* Requirement *
Pull out every line from the listing that has the word "Find".

**** Source data

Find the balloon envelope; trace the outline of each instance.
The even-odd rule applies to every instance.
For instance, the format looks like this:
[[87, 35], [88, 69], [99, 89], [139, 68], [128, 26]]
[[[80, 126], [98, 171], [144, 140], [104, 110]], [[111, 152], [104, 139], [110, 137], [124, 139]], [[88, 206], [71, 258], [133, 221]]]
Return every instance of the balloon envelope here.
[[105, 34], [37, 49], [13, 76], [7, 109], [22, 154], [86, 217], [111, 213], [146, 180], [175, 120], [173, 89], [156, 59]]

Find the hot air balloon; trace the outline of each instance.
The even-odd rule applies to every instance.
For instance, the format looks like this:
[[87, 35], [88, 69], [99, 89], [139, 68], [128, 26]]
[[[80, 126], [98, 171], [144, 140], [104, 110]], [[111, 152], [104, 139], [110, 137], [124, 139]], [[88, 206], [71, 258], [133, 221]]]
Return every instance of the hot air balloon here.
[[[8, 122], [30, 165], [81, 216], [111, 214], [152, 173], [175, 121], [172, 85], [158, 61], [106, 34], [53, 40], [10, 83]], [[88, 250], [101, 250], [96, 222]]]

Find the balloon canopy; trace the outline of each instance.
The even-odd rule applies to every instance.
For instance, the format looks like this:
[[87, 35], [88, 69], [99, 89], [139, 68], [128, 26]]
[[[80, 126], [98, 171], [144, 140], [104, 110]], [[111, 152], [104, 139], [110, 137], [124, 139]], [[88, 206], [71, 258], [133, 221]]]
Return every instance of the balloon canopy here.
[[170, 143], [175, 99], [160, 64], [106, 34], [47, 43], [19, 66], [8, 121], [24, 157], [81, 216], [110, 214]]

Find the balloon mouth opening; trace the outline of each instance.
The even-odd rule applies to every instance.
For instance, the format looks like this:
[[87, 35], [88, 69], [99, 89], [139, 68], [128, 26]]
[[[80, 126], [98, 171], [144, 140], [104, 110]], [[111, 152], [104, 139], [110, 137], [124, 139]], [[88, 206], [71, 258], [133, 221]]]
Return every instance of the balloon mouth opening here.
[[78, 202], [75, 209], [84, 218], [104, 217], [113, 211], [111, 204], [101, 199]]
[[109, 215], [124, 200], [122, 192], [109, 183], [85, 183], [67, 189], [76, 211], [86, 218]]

********

* Answer to this exercise *
Find the balloon envelope; trace the outline of each instance.
Find the hot air balloon; trace the outline of each instance.
Find the balloon canopy; trace the outline of each instance.
Find the balloon mouth opening; trace the outline of each instance.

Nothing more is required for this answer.